_PROBLEM STATEMENT_.
Extract each line in the records below that contains the word "flag", and copy those lines out in full.

[Coordinate labeling data]
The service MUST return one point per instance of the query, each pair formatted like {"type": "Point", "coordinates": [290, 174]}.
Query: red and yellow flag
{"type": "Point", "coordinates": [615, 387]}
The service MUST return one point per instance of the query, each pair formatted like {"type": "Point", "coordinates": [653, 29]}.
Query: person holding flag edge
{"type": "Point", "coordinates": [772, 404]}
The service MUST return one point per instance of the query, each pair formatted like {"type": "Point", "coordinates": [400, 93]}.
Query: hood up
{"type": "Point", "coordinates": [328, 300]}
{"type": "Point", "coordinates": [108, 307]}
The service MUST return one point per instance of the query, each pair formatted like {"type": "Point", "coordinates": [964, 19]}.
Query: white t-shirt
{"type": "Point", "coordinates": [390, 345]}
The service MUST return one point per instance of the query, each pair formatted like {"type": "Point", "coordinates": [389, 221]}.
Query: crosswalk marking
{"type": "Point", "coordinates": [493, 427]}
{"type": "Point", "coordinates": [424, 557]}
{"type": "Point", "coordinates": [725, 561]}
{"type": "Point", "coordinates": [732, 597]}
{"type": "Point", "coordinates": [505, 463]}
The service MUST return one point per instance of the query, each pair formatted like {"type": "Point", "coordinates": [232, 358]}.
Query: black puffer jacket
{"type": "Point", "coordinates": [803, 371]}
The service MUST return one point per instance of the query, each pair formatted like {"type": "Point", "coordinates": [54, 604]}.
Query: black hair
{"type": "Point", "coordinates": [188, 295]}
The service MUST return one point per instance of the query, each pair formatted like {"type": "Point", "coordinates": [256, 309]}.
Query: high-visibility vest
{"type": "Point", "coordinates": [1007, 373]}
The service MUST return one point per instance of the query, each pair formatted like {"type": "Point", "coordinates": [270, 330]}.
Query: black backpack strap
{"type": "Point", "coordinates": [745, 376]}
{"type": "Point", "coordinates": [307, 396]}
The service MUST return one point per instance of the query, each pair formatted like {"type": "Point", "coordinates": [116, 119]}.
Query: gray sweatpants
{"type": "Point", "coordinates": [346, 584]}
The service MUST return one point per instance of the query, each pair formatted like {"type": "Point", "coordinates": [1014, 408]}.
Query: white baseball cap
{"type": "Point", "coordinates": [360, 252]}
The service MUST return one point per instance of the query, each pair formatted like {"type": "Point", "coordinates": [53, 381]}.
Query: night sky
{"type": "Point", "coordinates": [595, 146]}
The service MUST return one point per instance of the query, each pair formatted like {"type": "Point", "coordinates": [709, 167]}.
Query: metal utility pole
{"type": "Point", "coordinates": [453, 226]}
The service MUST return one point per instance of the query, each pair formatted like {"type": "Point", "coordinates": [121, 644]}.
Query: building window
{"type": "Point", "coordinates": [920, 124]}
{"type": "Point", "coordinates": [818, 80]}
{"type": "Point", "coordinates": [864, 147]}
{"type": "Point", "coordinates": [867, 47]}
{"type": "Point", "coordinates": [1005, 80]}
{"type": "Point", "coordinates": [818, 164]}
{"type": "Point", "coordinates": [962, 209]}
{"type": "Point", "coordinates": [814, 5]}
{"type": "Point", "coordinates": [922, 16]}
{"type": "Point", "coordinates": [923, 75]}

_TASK OUTPUT_.
Query: red and yellow flag
Query: person holding flag edge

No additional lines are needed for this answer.